● **Selected extract**:

In addition, although set a century later, one can see the legacy of Austen in the manners and actions of another manor estate, Downton Abby. I would suggest that any reader who has not read Pride and Prejudice recently, brush up on the characters and action of that novel. Characters, innuendos and references will elude the reader that has forgotten the relationships of Austen's works. There have been some lukewarm reviews of the book, but I disagree. It is not Austen and it is not James, but it is a wonderful amalgamation of the two. Are you ready to tackle Sense and Sensibility, Mrs. James?

Saturday, March 24, 2012

Cutting for Stone by Abraham Verghese

In this sweeping novel that takes the reader from India to Aden, to Ethiopia, to New York, Boston and back to Ethiopia, Abraham Vergehese fills the pages with love, politics, medical procedures, and relationships. At some times it is tedious and overwhelms, at others, it leaves us wanting more.

Sister Mary Jane Praise, a Carmelite nun, leaves India and on a very rough voyage to Aden, loses a friend and nurses Dr. Thomas Stone through a typhoid epidemic on the ship. One senses the romantic tension between the two and knows that at some point their love will be consummated. They both end their journey at Missing Missionary Hospital outside Addis Ababa. It is there that the story continues with Sister Mary Jane giving birth to conjoined twins, Marion and Shiva, after a pregnancy that had been hidden from all under the folds of her habit. It was a difficult birth that ended in her death. With no parents to raise the boys, Dr. Hemlatha, "Hema" and obstetrician, and Dr. Abhi Ghosh, assume the roles. The boys grow up in the culture of the hospital and the ever-changing political unrest in Ethiopia. They are nurtured by the love of Hema and Ghosh and an entourage of servants. The novel is replete with childhood memories, graphic medical procedures, the blossoming of love and the violence of a revolution.

Both Marion and Shiva enter the medical field with diverse political and philosophical principles guiding their lives. It is, however, love of a woman, Genet, the daughter Dr. Stone's housekeeper, that creates a chasm between them. In another consequence of his association with her, it is one that forces Marion to move to the United States to further his medical practice. He lands in an inner city hospital in the Bronx it is there he begins his real contribution to medicine. In a twist, the past catches up to him and he is confronted by two people who will change his world.

● **Explore the material**:
1. In the review excerpt, at which hospital outside Addis Ababa do Sister Mary Jane Praise and Dr. Thomas Stone end their journey?
2. Reproduce the stretch of the review excerpt from "Both Marion and" through "change his world.".
3. Take the review excerpt further, picking up right after its final sentence.
The entries that follow have no connection to the review excerpt.

● **Saved data entries**:

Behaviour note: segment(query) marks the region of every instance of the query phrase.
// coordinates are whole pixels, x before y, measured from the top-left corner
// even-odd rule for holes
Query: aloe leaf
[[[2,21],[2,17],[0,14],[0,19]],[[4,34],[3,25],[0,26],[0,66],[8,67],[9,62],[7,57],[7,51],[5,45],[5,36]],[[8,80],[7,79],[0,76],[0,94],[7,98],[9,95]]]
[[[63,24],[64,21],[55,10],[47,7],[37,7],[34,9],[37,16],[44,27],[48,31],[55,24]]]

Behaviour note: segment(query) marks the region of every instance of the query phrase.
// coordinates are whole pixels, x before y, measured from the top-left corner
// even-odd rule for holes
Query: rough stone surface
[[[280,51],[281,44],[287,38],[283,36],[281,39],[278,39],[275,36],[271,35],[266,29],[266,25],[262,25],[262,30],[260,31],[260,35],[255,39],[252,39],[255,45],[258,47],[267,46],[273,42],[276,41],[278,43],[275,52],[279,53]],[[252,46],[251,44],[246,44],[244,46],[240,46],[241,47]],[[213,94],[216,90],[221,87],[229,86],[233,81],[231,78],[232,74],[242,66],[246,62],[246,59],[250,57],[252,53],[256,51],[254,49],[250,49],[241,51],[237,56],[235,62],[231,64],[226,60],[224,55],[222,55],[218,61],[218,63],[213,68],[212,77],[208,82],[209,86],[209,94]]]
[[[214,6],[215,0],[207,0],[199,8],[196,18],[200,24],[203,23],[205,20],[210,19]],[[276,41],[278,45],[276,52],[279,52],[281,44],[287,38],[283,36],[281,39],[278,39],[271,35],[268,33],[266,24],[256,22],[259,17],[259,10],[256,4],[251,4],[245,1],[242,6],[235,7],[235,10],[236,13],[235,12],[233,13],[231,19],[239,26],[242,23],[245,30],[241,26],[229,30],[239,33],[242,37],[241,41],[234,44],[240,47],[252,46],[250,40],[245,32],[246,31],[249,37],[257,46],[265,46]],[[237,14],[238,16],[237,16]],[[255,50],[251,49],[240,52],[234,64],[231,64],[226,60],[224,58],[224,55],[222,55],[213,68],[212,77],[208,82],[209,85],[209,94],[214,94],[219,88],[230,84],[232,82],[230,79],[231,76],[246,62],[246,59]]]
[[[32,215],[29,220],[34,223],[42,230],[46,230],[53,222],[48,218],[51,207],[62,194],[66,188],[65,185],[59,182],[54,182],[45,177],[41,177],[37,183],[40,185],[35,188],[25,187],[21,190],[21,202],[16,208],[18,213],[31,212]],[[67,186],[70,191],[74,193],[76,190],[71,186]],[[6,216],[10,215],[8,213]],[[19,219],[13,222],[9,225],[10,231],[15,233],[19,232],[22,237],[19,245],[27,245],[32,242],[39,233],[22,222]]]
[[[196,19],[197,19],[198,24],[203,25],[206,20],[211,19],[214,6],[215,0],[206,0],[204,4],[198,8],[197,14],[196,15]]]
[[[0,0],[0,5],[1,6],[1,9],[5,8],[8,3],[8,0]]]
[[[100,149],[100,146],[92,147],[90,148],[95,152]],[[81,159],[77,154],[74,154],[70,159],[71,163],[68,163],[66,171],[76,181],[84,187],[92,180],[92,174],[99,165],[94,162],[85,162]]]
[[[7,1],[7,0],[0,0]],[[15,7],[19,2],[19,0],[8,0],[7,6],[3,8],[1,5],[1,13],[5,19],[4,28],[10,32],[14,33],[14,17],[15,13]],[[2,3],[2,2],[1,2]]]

● **Response list**:
1. Missing Missionary Hospital

2.
Both Marion and Shiva enter the medical field with diverse political and philosophical principles guiding their lives. It is, however, love of a woman, Genet, the daughter Dr. Stone's housekeeper, that creates a chasm between them. In another consequence of his association with her, it is one that forces Marion to move to the United States to further his medical practice. He lands in an inner city hospital in the Bronx it is there he begins his real contribution to medicine. In a twist, the past catches up to him and he is confronted by two people who will change his world.

3.
The novel is full of very quotable lines that show the craft of Verghese. His love is medicine, but he is adept at the written word also. Verghese did leave his practice of medicine at one point to study at the Iowa's Writers Workshop at the University of Iowa. The book's title is taken from the Hippocratic oath:
I will not cut for stone, even for patients in whom the disease is manifest; I will leave this operation to be performed by practitioners, specialists in this art.
And:
“The eleventh commandment... never operate on a patient on the last day of their life.”
Marion attends a lecture in Boston and as a result of reading Dr. Thomas Stone's book, is able to answer the question:
 “What treatment is offered by ear in an emergency?”  "Words of comfort. "he answers. 
This statement is at the heart of the book and Verghese's practice of medicine. Throughout the novel his words reverberate with the need for more art and less business in today's health care. 

Dr. Verghese signing a copy of Cuttng for Stone, 19 March 2012
Cutting for Stone  is not an easy book to read, but in the end and upon reflection, it is a completely satisfying one. I finished the book about two weeks ago and have thought about it for  periods of time since then trying to make up my mind if I really liked it or not. There were some situations that I thought were quite contrived and I struggled at times with the change of voice. However, after hearing Dr. Verghese speak, I recognize more fully his purpose in writing the book and can appreciate the message that he was delivering. It WAS a good read.